▸ **EXERCISE OBJECTIVE**
Going line by line through the material below, tally those that contain the word "jeans" and give the count by itself.

▸ **RECORDED DATA**
^^^^^^^^

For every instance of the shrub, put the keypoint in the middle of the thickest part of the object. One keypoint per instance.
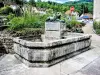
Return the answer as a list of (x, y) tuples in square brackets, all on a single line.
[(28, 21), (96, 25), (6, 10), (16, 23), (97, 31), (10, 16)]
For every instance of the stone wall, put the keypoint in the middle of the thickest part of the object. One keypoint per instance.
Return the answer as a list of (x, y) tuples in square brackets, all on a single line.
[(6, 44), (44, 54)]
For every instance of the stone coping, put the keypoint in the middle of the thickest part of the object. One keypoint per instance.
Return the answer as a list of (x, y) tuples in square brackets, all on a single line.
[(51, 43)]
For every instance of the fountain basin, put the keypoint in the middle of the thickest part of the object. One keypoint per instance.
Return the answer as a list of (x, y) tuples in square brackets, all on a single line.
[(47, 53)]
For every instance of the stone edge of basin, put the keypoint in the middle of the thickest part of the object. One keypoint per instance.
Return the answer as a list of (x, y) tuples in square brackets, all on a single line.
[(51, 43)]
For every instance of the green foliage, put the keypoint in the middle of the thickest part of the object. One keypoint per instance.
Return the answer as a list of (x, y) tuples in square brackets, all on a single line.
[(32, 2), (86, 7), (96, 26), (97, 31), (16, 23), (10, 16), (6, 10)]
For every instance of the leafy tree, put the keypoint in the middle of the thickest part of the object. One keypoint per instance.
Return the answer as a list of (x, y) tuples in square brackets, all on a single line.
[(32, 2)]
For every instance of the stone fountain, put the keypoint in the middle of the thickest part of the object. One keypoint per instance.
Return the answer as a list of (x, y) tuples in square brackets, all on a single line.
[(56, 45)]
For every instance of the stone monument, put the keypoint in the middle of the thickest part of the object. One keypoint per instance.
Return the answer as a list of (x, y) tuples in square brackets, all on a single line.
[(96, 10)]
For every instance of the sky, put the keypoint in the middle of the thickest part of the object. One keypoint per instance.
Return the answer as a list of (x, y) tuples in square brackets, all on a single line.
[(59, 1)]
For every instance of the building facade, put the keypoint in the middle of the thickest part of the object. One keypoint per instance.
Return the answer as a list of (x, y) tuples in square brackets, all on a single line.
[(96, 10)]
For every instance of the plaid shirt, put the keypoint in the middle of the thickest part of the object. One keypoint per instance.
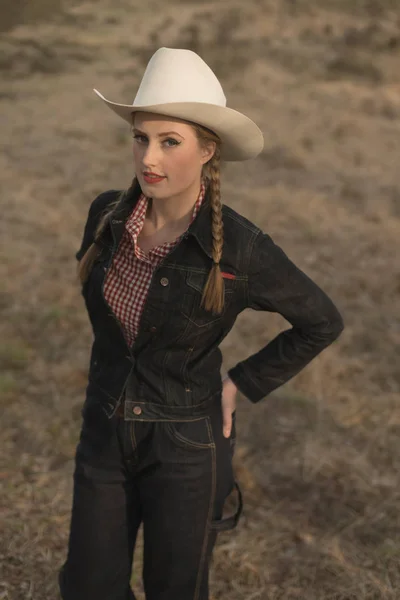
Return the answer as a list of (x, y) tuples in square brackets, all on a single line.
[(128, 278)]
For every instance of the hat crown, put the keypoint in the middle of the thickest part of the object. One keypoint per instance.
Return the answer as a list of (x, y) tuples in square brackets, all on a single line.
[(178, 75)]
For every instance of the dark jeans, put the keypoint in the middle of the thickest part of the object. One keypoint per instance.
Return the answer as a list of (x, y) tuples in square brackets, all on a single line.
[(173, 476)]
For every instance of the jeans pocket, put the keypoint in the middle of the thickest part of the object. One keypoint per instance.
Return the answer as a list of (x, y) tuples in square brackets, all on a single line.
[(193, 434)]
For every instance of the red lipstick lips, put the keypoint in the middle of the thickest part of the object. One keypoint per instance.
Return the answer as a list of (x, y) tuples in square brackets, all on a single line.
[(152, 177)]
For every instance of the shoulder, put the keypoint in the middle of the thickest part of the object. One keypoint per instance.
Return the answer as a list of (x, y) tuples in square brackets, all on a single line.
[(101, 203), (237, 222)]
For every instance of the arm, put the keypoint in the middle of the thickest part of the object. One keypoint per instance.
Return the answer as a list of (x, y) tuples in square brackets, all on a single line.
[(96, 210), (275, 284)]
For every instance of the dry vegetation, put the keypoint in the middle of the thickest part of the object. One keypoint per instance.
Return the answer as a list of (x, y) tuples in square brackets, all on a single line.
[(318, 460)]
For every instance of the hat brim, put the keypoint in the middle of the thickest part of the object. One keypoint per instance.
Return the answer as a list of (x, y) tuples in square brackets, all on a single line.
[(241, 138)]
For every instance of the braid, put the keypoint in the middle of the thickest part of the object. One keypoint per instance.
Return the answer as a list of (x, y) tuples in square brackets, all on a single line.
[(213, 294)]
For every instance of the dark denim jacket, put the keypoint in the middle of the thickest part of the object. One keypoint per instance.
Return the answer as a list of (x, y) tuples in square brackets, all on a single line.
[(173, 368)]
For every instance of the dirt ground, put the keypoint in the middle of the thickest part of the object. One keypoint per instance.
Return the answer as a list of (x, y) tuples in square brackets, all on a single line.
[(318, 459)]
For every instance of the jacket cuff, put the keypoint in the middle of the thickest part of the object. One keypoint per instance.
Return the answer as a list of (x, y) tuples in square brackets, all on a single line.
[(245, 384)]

^^^^^^^^

▸ **RESPONSE BELOW**
2